*** Opening of TEXT EXCERPT ***
2022 Lilley Fellows Present Research Projects

After being selected to undertake in-depth research projects through EA's Lilley Fellowship program last March, five Upper School students worked with a faculty advisor and delved into their respective research over the summer. This fall, they presented their final capstone projects to the EA community.

"The topics and projects selected this year were very diverse in academic interests with the Lilley Fellow hallmarks of curiosity, thoughtfulness, and excellence," said Director of Libraries and Lilley Fellow Program Director Lorie Harding.

Elizabeth Boruff '23 examined the use, growth, and public policy endeavors of electronic bikes (e-bikes) primarily in urban settings to determine their viability as a transportation option. The focus of Elizabeth research centered on several questions: (1) What circumstances make e-bikes a realistic choice?; (2) What distances make sense for an e-bike?; (3) Is the expense of an e-bike membership more economical in comparison with a bus ticket?; and (4) Are there a few similar goals and qualities that E-bike riders share? Watch Elizabeth's presentation.

Ashley Kim '23 spent several months exploring sustainable fashion through the lens of industry, academia, and nonprofit organizations. "Everything around us screams 'buy this!' and it's hard to say no when the sticker price is cheap and everyone around us is partaking," explained Ashley as she shared powerful fashion photos from Tik Tok, billboards, and store fronts. "Today's consumer culture is driven by the rapid turnover of trends and the affordability of fast fashion." Watch Ashley's presentation.

Caroline Sewell '23 studied why American students lag behind their international peers when it comes to studying a world language, specifically Latin. "At an average American K-12 school, the number [of students enrolled in a language course] is 20 percent. Statistically, America is an outlier," explained Caroline. "In countries like Norway, France and Romania, every student learns a foreign language, and the overall average for Europe is 92 percent." Watch Caroline's presentation.

Rohith Tsundupalli '24 studied Dreamers and how Dreamer status impacts one's life and education. "As I volunteered with [EA community service partner] ACLAMO, I learned that some of the students may be Dreamer immigrants. I had heard of the phrase but had very little knowledge of who or what a 'Dreamer' immigrant actually was," shared Roh. "But, over the course of my study, I developed better knowledge on how the status of being a Dreamer immigrant may affect one’s life and education." Watch Roh's presentation (beginning at 12:20).

Shawn Wang '23 explored biosensors and their role in democratizing and improving healthcare. "I researched 'skin-like' biosensors and their role in creating a more personalized diagnostic approach in healthcare," explained Shawn. "Biosensors are wearable devices that attach to the human body and monitor physiological data such as heart rate, blood pressure, body temperature, respiratory rate, and glucose levels. They are particularly important because they not only give patients insight into the dynamics of their own health, but also enable remote patient monitoring, which makes diagnosis more autonomous and immediate." Watch Shawn's presentation.

Established in 2018 through the generosity of the late William Lilley III '55 and his wife, Eve, the Lilley Fellowship Fund awards research fellowships to students who exemplify academic curiosity, intellectual rigor, and scholarly passion. The Lilley Fellows pursue an independent study to create a capstone product while working in a professional setting to develop their expertise and interests.
*** Close of TEXT EXCERPT ***
# DIRECTIONS
A: In the Lilley Fellows article, what overall average share of students in Europe learn a foreign language?
B: Transcribe the passage of the Lilley Fellows article starting with "Established in 2018" and going on through "expertise and interests.".
*** Opening of EXERCISE DATA ***
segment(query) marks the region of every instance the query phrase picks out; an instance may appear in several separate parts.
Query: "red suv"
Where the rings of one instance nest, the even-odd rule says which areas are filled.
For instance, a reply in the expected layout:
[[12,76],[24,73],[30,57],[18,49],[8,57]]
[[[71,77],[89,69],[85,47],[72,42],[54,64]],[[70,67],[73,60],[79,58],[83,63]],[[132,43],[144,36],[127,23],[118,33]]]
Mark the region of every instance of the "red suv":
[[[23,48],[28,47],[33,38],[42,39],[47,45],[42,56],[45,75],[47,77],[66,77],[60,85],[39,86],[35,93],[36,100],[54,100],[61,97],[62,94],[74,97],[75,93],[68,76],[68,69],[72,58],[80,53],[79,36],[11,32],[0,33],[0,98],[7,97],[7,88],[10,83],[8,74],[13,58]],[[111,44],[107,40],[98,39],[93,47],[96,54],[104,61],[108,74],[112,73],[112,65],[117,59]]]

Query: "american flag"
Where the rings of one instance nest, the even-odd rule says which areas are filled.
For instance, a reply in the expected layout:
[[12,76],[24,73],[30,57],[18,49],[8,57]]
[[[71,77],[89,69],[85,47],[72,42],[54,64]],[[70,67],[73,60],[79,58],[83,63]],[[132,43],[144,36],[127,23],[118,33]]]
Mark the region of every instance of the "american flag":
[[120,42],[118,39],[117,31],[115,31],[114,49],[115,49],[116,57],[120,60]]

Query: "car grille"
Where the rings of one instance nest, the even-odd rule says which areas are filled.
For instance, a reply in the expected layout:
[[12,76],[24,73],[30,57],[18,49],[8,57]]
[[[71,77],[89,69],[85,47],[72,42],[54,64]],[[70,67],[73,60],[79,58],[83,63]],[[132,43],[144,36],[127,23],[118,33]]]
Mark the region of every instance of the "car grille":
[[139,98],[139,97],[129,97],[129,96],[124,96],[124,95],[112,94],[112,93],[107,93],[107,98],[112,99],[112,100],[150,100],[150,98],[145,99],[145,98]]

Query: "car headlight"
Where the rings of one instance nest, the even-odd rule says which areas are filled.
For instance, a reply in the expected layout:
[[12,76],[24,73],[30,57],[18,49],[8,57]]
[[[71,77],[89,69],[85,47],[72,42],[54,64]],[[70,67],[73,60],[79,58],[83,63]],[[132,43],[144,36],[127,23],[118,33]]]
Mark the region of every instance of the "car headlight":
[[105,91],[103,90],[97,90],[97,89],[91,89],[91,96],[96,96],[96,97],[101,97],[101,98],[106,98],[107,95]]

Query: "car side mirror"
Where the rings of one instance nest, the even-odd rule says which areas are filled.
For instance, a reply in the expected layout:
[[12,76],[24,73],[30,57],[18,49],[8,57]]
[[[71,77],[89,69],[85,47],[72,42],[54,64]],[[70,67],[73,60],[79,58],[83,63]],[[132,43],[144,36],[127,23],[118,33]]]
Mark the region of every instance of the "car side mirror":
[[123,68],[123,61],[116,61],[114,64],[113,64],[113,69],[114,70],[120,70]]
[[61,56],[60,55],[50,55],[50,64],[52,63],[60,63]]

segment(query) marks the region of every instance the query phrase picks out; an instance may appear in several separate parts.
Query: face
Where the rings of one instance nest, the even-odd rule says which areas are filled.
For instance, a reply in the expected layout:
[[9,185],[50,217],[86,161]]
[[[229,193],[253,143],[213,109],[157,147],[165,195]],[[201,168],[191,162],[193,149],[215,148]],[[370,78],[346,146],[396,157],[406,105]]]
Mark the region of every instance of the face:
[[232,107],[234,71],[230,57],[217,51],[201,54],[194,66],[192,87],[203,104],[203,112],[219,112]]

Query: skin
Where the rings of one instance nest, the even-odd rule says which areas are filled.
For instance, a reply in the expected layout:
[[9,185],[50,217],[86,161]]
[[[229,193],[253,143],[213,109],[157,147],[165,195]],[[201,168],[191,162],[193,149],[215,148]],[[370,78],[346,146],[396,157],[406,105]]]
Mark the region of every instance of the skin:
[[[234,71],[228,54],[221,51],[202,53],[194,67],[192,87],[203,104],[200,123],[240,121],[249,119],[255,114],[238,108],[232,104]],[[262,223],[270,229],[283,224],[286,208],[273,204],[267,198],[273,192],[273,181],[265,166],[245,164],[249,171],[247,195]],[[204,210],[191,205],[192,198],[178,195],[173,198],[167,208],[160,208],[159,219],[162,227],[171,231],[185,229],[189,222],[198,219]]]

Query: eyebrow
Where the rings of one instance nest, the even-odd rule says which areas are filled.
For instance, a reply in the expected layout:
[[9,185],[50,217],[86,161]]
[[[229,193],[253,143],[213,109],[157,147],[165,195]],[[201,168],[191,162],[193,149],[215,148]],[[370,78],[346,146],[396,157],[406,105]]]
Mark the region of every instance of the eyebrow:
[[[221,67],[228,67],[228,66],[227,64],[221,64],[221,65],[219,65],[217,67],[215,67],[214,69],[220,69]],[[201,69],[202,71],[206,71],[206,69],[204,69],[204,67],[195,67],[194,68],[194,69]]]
*** Close of EXERCISE DATA ***
# EXERCISE RESULTS
A: 92 percent

B:
Established in 2018 through the generosity of the late William Lilley III '55 and his wife, Eve, the Lilley Fellowship Fund awards research fellowships to students who exemplify academic curiosity, intellectual rigor, and scholarly passion. The Lilley Fellows pursue an independent study to create a capstone product while working in a professional setting to develop their expertise and interests.